The term ‘energy infrastructure’ may conjure up images of pipes, wires, transformers, and power plants, but our nation’s most important energy infrastructure are the energy industry professionals—the engineers, scientists, computer programmers, skilled tradesmen, etc.—who ensure that we have the energy we need today and in the future.  Our energy industry employs millions of people today, but nearly half of this workforce is eligible to retire within the next ten years. 

At the same time, our universities and trade schools are graduating fewer students in science, engineering, and tradecrafts, leaving many to wonder from where tomorrow’s energy professionals will come.

In the coming years, we need government at all levels to build incentives that will motivate U.S. students and adults to train for and enter science, technology, engineering, and trade careers.  In the interim, we need to reform our nation’s visa and immigration policies so that the United States can retain U.S.-trained, foreign-born scientists who are now being lured to other countries with less restrictive immigration and work policies.

Improving Environmental Stewardship

Our fourth principle that should guide our nation’s comprehensive energy strategy is improving environmental stewardship.  As the Committee has undoubtedly noticed, environmental concerns are underscored throughout the Institute’s recommendations.  Those recommendations – which include the expansion of clean energy such as renewables, nuclear energy, and clean coal, the further development of cutting-edge technologies such as CCS, and new efficiency efforts – all demonstrate that the United States can meet its growing energy needs while slowing and stopping the growth of emissions of greenhouse gases.

* _DIRECTIVES_:
1. Translate this sentence from the energy strategy passage into Spanish: "Our energy industry employs millions of people today, but nearly half of this workforce is eligible to retire within the next ten years."
2. Continue the energy strategy passage, starting after its last sentence.

* _DATA ENTRIES_:
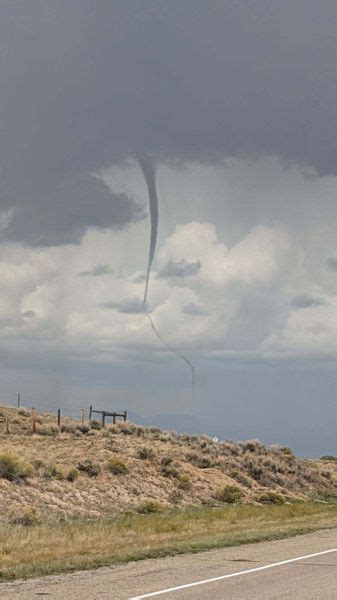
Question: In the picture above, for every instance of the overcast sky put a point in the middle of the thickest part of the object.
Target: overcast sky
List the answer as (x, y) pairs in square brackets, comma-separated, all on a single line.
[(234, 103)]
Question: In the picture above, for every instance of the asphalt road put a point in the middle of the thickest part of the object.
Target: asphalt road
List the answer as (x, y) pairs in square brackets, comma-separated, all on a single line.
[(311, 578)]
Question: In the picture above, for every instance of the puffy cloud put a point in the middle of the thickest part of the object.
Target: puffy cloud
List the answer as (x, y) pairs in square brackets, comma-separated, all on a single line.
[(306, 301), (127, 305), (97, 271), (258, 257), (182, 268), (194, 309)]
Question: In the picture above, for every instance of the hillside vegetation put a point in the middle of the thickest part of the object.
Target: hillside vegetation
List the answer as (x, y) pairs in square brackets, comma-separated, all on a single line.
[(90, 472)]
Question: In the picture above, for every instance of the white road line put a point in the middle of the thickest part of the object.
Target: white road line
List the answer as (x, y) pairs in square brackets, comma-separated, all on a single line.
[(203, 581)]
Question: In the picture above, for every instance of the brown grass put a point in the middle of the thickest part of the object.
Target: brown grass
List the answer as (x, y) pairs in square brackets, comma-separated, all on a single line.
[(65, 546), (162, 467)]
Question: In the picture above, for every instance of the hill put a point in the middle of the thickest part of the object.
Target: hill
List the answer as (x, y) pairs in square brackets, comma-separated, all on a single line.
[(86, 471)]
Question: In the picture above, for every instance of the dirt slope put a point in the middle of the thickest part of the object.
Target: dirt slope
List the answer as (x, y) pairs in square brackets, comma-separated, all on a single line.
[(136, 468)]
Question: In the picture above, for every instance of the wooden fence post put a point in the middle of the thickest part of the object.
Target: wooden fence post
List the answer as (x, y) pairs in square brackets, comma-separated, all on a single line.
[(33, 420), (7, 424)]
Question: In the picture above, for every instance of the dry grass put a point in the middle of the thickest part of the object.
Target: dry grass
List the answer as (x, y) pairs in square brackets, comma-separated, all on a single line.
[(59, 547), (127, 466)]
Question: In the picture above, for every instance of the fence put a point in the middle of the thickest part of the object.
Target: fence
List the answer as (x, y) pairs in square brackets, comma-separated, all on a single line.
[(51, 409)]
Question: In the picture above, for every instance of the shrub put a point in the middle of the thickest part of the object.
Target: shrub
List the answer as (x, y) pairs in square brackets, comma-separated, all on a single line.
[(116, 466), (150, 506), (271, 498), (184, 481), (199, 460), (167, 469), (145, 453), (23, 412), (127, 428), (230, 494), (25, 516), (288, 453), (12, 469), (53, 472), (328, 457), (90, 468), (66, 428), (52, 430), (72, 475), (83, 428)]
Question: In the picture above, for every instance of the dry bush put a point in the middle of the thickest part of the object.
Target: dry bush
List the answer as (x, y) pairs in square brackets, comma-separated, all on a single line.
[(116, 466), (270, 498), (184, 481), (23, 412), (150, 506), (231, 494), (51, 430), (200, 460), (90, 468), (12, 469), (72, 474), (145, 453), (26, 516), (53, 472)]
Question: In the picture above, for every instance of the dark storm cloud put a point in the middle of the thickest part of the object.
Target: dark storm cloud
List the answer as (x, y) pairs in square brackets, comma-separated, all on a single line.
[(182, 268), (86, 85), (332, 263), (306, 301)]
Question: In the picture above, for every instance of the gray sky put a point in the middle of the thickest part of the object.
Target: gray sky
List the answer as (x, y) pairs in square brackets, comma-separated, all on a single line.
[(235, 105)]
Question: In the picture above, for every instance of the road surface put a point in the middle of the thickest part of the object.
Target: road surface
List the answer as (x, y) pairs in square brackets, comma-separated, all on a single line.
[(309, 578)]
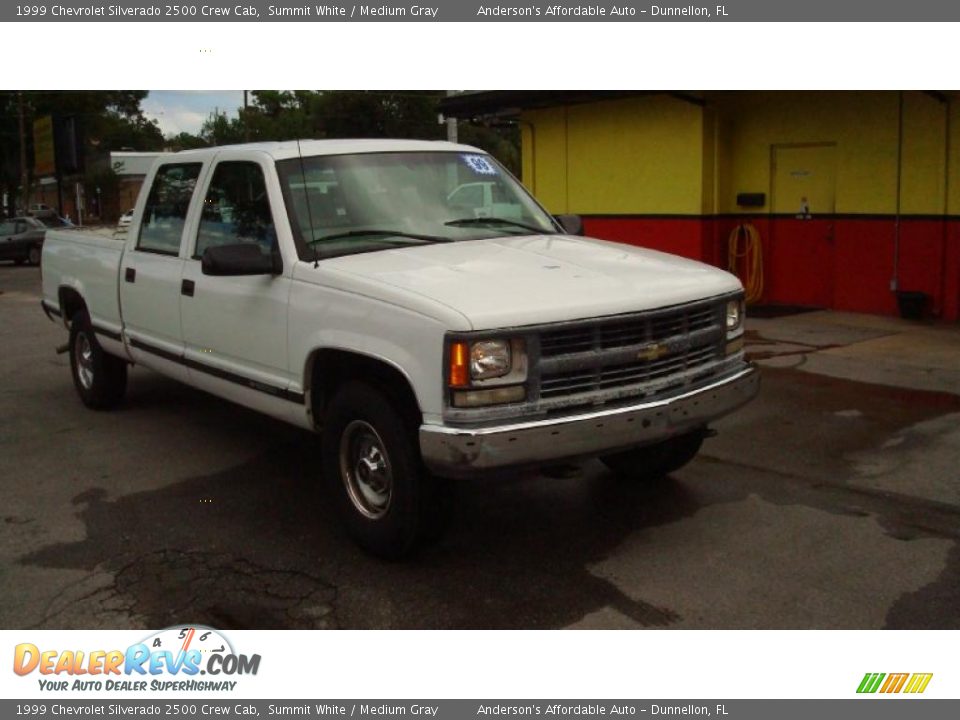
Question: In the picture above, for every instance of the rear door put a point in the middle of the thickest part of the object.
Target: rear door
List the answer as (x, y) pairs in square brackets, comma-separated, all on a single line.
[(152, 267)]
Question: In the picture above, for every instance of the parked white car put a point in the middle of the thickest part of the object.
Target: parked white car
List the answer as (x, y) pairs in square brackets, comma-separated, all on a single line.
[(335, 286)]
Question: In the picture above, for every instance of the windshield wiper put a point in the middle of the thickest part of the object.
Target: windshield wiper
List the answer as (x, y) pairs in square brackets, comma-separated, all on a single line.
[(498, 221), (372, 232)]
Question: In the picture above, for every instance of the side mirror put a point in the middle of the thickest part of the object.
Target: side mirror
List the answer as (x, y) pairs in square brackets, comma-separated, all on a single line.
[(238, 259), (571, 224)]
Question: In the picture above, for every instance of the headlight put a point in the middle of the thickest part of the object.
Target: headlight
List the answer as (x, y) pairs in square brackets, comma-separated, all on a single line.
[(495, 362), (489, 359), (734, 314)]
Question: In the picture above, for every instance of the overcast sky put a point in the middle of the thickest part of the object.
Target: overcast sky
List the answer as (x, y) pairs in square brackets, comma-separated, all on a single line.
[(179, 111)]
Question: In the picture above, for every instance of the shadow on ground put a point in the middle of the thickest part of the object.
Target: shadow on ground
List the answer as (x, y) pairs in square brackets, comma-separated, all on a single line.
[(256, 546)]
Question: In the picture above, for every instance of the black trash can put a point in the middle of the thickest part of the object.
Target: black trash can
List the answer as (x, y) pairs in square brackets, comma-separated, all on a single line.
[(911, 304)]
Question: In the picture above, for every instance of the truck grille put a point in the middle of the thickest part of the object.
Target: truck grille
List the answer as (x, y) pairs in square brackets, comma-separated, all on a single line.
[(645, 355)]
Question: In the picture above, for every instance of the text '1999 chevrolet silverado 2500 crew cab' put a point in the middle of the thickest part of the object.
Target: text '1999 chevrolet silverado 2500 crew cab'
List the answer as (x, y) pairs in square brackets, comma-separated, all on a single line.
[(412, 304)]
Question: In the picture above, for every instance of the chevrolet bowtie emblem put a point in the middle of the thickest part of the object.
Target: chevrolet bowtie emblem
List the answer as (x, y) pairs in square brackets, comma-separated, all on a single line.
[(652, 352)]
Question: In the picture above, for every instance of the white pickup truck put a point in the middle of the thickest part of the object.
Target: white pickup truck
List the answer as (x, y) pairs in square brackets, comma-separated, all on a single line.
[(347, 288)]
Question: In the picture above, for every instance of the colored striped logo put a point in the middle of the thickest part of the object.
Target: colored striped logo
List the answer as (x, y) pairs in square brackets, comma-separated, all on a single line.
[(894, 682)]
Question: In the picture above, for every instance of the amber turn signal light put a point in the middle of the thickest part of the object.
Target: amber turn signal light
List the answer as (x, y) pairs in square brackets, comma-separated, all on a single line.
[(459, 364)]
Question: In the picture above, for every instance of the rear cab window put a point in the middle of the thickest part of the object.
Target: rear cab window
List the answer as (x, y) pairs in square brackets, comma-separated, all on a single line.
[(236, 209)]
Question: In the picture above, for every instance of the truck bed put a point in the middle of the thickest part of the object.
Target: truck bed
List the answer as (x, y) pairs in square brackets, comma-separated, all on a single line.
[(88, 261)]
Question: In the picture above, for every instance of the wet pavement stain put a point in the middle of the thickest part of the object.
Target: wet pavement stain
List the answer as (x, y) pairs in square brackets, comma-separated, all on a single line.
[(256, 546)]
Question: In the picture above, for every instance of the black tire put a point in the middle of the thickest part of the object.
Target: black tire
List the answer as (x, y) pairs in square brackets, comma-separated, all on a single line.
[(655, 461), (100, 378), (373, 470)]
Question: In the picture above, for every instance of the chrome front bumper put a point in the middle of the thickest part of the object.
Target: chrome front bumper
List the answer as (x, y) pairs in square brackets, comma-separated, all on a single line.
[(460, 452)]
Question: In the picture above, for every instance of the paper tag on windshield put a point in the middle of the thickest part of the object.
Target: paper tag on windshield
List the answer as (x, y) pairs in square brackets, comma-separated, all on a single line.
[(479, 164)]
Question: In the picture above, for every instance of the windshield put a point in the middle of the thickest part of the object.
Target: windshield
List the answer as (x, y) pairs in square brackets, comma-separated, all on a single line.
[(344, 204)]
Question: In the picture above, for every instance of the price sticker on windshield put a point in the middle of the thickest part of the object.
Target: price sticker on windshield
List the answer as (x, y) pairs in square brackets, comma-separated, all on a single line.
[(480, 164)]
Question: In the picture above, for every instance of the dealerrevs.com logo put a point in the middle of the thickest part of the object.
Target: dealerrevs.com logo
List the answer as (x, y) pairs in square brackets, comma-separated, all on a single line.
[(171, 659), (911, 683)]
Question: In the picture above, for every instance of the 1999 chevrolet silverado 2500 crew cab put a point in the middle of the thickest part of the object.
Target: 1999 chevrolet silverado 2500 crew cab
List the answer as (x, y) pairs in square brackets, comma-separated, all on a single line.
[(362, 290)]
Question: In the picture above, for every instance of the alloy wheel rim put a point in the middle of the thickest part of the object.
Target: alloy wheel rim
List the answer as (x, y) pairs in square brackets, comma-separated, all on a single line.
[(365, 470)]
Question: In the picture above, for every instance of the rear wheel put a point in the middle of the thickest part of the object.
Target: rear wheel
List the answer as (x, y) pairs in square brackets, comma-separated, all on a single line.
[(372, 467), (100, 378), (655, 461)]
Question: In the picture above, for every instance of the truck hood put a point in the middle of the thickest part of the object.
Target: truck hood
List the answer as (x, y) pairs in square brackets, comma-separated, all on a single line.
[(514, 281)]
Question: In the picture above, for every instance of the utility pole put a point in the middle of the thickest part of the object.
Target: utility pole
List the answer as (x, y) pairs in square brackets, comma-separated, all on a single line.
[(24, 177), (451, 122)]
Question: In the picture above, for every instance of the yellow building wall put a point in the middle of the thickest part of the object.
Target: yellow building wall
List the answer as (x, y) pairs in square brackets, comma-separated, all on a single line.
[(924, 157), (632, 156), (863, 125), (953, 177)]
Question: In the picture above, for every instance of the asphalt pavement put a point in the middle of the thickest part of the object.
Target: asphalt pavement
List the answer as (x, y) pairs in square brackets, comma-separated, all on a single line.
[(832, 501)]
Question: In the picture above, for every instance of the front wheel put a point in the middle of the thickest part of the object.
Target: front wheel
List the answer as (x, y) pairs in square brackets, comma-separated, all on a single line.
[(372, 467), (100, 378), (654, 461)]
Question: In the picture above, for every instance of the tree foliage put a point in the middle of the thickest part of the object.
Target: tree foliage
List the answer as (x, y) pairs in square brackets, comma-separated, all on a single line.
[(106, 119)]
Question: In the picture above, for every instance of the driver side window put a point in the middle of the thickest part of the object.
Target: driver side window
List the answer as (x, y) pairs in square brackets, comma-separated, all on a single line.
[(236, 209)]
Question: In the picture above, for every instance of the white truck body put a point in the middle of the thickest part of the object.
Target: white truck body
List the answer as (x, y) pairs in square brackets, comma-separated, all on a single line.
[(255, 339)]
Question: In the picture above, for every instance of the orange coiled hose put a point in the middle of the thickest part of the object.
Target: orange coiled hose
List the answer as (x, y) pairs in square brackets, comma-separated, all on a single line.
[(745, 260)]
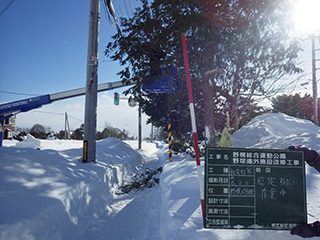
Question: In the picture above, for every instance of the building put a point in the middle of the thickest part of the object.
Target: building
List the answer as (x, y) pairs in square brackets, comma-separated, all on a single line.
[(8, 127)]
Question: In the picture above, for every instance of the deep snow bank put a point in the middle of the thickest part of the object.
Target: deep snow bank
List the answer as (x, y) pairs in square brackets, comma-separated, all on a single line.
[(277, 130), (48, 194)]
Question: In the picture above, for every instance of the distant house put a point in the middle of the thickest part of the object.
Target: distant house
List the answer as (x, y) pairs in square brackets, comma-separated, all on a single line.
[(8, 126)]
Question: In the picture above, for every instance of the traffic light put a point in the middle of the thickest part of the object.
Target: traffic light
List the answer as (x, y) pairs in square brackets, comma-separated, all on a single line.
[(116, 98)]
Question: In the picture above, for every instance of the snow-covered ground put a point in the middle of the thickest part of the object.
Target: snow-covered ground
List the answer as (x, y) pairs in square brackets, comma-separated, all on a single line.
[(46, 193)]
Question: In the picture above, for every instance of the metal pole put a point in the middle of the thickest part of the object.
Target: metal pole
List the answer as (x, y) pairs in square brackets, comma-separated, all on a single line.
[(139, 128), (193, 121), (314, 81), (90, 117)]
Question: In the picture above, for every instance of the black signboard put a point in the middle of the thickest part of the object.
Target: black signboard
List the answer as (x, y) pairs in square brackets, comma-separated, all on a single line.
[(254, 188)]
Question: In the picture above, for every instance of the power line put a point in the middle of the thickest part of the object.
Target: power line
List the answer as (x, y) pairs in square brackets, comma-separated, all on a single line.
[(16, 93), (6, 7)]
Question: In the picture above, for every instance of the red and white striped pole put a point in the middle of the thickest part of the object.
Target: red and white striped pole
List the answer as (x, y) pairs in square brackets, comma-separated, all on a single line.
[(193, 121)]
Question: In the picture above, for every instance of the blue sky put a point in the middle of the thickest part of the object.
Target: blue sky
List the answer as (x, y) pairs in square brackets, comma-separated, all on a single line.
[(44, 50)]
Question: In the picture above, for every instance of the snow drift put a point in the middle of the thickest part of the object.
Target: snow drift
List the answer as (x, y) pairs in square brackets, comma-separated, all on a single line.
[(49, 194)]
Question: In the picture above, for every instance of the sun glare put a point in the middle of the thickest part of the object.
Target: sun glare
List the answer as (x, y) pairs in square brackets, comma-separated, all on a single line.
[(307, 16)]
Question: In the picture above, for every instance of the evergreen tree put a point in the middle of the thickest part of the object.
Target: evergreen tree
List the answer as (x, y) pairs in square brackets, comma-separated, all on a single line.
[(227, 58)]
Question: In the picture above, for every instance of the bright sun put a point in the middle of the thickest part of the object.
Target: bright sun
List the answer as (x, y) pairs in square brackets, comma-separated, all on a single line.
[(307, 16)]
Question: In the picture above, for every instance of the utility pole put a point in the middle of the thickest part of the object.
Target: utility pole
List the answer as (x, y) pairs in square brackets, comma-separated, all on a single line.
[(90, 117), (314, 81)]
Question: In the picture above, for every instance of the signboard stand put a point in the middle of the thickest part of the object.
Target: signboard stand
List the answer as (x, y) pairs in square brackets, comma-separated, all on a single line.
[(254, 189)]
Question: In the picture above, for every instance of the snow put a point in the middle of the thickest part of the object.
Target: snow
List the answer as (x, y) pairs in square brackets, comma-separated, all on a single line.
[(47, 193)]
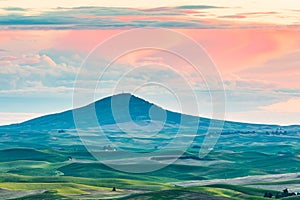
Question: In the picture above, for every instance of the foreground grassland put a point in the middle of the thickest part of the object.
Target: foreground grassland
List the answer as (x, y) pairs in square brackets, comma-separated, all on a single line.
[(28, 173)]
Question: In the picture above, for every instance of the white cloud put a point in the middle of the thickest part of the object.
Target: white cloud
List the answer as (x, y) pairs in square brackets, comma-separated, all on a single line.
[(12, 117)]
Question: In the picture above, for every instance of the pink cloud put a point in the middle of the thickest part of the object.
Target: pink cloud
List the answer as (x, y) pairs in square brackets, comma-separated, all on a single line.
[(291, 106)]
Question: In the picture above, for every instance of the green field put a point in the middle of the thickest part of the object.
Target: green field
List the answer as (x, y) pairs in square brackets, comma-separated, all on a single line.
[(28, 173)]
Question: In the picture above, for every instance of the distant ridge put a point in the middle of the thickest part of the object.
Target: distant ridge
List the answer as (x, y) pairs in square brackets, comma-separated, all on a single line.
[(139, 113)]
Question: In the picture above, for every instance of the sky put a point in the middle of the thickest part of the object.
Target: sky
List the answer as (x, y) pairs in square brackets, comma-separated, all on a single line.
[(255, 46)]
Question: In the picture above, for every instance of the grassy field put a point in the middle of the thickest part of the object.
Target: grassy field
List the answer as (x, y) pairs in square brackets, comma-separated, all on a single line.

* _RESPONSES BY TASK_:
1. Nuestra industria energética emplea hoy a millones de personas, pero casi la mitad de esta fuerza laboral reúne los requisitos para jubilarse en los próximos diez años.

2.
But the Institute and America’s business community also recognize that we live in a global energy market, and the environmental decisions and policies of the United States will only make a small impact if they are not done in concert with other developed and developing countries.

The developing economies of the world are made up of individuals who want economic growth and abundant, affordable energy.  Providing these individuals with energy is a priority for governments who wish to increase the standard of living for their citizens.  U.S. policies must recognize and embrace these aspirations.

It is a simple fact that for the next several decades much of the energy needed to power economic growth will likely be supplied by fossil fuels.  Many developing countries have large resources of coal, natural gas, and oil, and it would be naive to believe that they will not use it.  However, the increased use of existing and advanced new technologies can limit the environmental impact of using these fuels, reduce demand for them through efficiency, and provide alternate sources of energy.  That is a goal all countries can share.

We have seen with the Kyoto Protocol that top-down approaches do not work.  The United States should work to promote a more bottom-up international approach to energy security and climate change that considers growing energy needs; sets realistic goals; ensures global participation, including major developing countries; promotes the development and commercialization of, and trade in, clean energy technologies and services; protects intellectual property; and maintains U.S. competitiveness.

To achieve true environmental progress, we must find ways to share U.S. best practices including technology, expertise, and regulatory approaches, with other countries.  The Institute has made several recommendations on how that can best be done.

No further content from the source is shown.